* **EXERCISE REQUIREMENTS**: Copy all of the following material verbatim, line by line, with no changes.
(RECORDS SUPPLIED begins)
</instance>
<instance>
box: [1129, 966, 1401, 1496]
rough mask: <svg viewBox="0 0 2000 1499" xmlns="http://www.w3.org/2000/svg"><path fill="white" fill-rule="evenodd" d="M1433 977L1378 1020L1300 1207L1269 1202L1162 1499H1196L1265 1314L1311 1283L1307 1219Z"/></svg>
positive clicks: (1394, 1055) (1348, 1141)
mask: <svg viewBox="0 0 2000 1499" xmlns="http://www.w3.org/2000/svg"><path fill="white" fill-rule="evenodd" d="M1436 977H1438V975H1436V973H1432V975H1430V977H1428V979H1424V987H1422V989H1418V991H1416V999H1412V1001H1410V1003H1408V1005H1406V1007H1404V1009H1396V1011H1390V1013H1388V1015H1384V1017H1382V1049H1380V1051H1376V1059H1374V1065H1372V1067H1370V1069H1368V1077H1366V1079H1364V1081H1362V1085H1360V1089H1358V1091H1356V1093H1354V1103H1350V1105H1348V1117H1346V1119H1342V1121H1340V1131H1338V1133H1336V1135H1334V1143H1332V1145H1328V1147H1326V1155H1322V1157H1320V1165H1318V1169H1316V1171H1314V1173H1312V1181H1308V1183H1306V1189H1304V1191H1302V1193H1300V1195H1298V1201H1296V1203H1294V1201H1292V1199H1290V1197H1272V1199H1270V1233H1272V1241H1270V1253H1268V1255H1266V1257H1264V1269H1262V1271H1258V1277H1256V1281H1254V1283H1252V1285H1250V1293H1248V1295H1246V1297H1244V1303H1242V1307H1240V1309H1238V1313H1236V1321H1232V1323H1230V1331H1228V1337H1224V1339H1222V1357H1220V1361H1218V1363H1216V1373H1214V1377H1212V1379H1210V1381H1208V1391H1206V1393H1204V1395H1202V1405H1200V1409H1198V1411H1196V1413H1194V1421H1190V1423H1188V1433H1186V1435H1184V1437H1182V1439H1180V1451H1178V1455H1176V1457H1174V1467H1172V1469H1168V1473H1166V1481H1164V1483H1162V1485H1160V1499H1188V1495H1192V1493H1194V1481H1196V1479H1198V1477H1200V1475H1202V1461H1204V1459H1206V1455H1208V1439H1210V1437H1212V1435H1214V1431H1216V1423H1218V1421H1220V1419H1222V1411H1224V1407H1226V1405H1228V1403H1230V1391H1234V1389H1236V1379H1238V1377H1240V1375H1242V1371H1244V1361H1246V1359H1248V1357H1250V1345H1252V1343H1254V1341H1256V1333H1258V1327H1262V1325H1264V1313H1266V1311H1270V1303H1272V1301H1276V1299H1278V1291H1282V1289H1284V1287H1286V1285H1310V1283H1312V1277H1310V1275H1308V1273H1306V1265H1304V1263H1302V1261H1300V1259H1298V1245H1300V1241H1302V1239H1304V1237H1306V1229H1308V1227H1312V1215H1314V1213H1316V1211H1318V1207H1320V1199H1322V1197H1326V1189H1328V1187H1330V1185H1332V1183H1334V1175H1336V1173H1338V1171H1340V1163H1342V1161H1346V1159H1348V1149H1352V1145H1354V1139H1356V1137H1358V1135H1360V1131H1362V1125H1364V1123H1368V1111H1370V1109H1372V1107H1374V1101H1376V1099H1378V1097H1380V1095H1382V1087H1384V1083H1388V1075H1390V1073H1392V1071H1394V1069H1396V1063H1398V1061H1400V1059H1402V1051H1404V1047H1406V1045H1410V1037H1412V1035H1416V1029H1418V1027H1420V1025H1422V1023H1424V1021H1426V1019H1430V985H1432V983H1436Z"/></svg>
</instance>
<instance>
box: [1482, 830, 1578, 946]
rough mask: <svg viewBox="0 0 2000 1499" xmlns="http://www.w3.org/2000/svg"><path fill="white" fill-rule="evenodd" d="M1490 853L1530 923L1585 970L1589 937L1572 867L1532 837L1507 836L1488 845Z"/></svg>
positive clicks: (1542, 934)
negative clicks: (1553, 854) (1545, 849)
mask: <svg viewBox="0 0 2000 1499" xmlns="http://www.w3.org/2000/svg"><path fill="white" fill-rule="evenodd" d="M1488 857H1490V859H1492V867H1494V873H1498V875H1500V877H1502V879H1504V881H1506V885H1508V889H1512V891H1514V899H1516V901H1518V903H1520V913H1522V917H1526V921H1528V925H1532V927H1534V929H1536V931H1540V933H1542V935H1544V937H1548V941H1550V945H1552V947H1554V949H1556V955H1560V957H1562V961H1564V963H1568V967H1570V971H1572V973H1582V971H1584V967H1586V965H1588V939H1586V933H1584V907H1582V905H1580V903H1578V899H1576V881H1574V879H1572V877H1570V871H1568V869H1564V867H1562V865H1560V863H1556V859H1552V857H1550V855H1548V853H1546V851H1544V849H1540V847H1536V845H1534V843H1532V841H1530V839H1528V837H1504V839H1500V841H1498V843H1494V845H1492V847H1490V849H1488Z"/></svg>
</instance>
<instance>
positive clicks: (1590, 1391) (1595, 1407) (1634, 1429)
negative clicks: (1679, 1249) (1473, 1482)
(RECORDS SUPPLIED ends)
* **ANSWER BELOW**:
</instance>
<instance>
box: [1129, 966, 1401, 1496]
rough mask: <svg viewBox="0 0 2000 1499" xmlns="http://www.w3.org/2000/svg"><path fill="white" fill-rule="evenodd" d="M1433 977L1378 1020L1300 1207L1269 1202L1162 1499H1196L1265 1314L1311 1283L1307 1219Z"/></svg>
positive clicks: (1394, 1055) (1348, 1141)
mask: <svg viewBox="0 0 2000 1499" xmlns="http://www.w3.org/2000/svg"><path fill="white" fill-rule="evenodd" d="M1436 977H1438V975H1436V973H1432V975H1430V977H1428V979H1424V987H1422V989H1418V991H1416V999H1412V1001H1410V1003H1408V1005H1406V1007H1404V1009H1396V1011H1390V1013H1388V1015H1384V1017H1382V1049H1380V1051H1376V1059H1374V1065H1372V1067H1370V1069H1368V1077H1366V1079H1364V1081H1362V1085H1360V1089H1358V1091H1356V1093H1354V1103H1350V1105H1348V1117H1346V1119H1342V1121H1340V1131H1338V1133H1336V1135H1334V1143H1332V1145H1328V1147H1326V1155H1322V1157H1320V1165H1318V1169H1316V1171H1314V1173H1312V1181H1308V1183H1306V1189H1304V1191H1302V1193H1300V1195H1298V1201H1296V1203H1294V1201H1292V1199H1290V1197H1272V1199H1270V1233H1272V1241H1270V1253H1268V1255H1266V1257H1264V1269H1262V1271H1258V1277H1256V1281H1254V1283H1252V1285H1250V1293H1248V1295H1246V1297H1244V1303H1242V1307H1240V1309H1238V1313H1236V1321H1232V1323H1230V1331H1228V1337H1224V1339H1222V1357H1220V1361H1218V1363H1216V1373H1214V1377H1212V1379H1210V1381H1208V1391H1206V1393H1204V1395H1202V1405H1200V1409H1198V1411H1196V1413H1194V1421H1190V1423H1188V1433H1186V1435H1184V1437H1182V1439H1180V1451H1178V1455H1176V1457H1174V1467H1172V1469H1168V1473H1166V1481H1164V1483H1162V1485H1160V1499H1188V1495H1192V1493H1194V1481H1196V1479H1198V1477H1200V1475H1202V1461H1204V1459H1206V1455H1208V1439H1210V1437H1212V1435H1214V1431H1216V1423H1218V1421H1220V1419H1222V1411H1224V1407H1226V1405H1228V1403H1230V1391H1234V1389H1236V1379H1238V1377H1240V1375H1242V1371H1244V1361H1246V1359H1248V1357H1250V1345H1252V1343H1254V1341H1256V1333H1258V1327H1262V1325H1264V1313H1266V1311H1270V1303H1272V1301H1276V1299H1278V1291H1282V1289H1284V1287H1286V1285H1310V1283H1312V1277H1310V1275H1308V1273H1306V1265H1304V1263H1302V1261H1300V1259H1298V1245H1300V1241H1302V1239H1304V1237H1306V1229H1308V1227H1312V1215H1314V1213H1316V1211H1318V1207H1320V1199H1322V1197H1326V1189H1328V1187H1330V1185H1332V1183H1334V1175H1336V1173H1338V1171H1340V1163H1342V1161H1346V1159H1348V1149H1352V1145H1354V1139H1356V1137H1358V1135H1360V1131H1362V1125H1364V1123H1368V1111H1370V1109H1372V1107H1374V1101H1376V1099H1378V1097H1380V1095H1382V1087H1384V1083H1388V1075H1390V1073H1392V1071H1394V1069H1396V1063H1398V1061H1400V1059H1402V1051H1404V1047H1406V1045H1410V1037H1412V1035H1416V1029H1418V1027H1420V1025H1422V1023H1424V1021H1426V1019H1430V985H1432V983H1436Z"/></svg>
</instance>
<instance>
box: [1482, 830, 1578, 946]
rough mask: <svg viewBox="0 0 2000 1499" xmlns="http://www.w3.org/2000/svg"><path fill="white" fill-rule="evenodd" d="M1490 853L1530 923L1585 970L1589 937L1572 867L1532 837L1507 836L1488 845Z"/></svg>
positive clicks: (1542, 934)
negative clicks: (1553, 854) (1545, 849)
mask: <svg viewBox="0 0 2000 1499" xmlns="http://www.w3.org/2000/svg"><path fill="white" fill-rule="evenodd" d="M1488 857H1490V859H1492V867H1494V873H1498V875H1500V877H1502V879H1504V881H1506V885H1508V889H1512V891H1514V899H1516V901H1518V903H1520V913H1522V917H1526V921H1528V925H1532V927H1534V929H1536V931H1540V933H1542V935H1544V937H1548V941H1550V945H1552V947H1554V949H1556V955H1560V957H1562V961H1564V963H1568V967H1570V971H1572V973H1582V971H1584V967H1586V965H1588V939H1586V933H1584V907H1582V905H1580V903H1578V899H1576V881H1574V879H1572V877H1570V871H1568V869H1564V867H1562V865H1560V863H1556V859H1552V857H1550V855H1548V853H1546V851H1544V849H1540V847H1536V845H1534V843H1532V841H1530V839H1528V837H1504V839H1500V841H1498V843H1494V845H1492V847H1490V849H1488Z"/></svg>
</instance>
<instance>
positive clicks: (1590, 1391) (1595, 1407) (1634, 1429)
negative clicks: (1679, 1249) (1473, 1482)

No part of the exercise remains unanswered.